Disponi tutte le voci seguenti in un CSV a due colonne, "testo" e "risposta", con una riga per ogni voce. Metti ciascun campo tra virgolette, sostituisci gli a capo con spazi e lascia fuori le immagini.

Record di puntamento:
-*-*-

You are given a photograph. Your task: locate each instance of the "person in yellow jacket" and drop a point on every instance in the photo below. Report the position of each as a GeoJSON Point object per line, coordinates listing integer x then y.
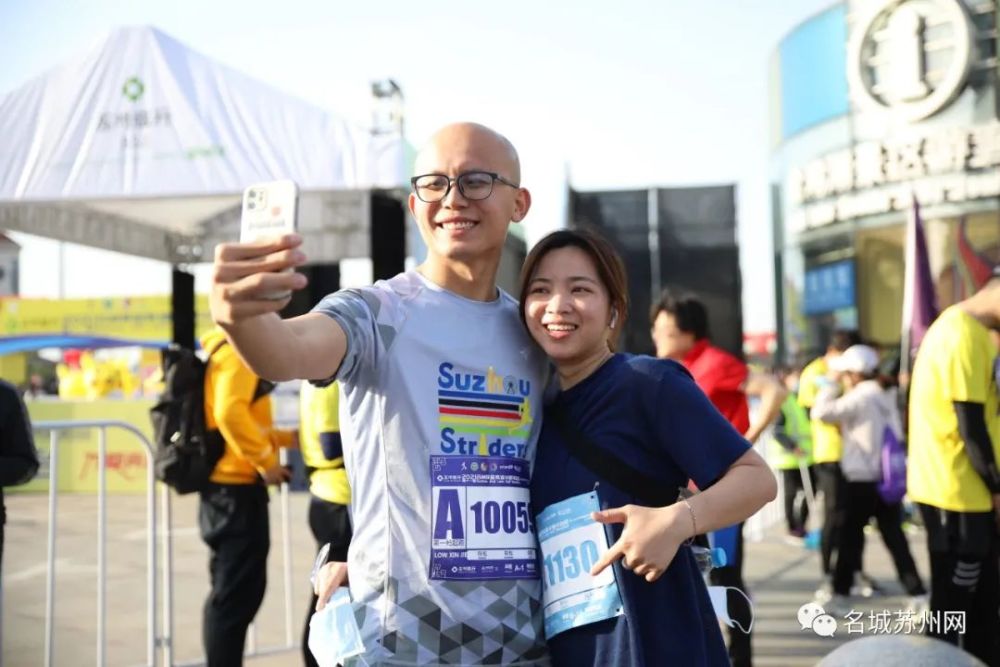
{"type": "Point", "coordinates": [232, 513]}
{"type": "Point", "coordinates": [827, 447]}
{"type": "Point", "coordinates": [323, 455]}
{"type": "Point", "coordinates": [791, 450]}
{"type": "Point", "coordinates": [952, 472]}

-*-*-

[Risposta all'esercizio]
testo,risposta
"You are given a photograph. Your task: locate each instance of the ""person in yellow jacket"" and drop a point on every instance in the photo below. Report the position of each as a GeoJSON Point object per line, coordinates listing integer x then y.","{""type"": ""Point"", ""coordinates"": [232, 513]} {""type"": ""Point"", ""coordinates"": [827, 447]} {""type"": ""Point"", ""coordinates"": [323, 455]} {""type"": ""Point"", ""coordinates"": [791, 450]} {""type"": ""Point"", ""coordinates"": [952, 472]}"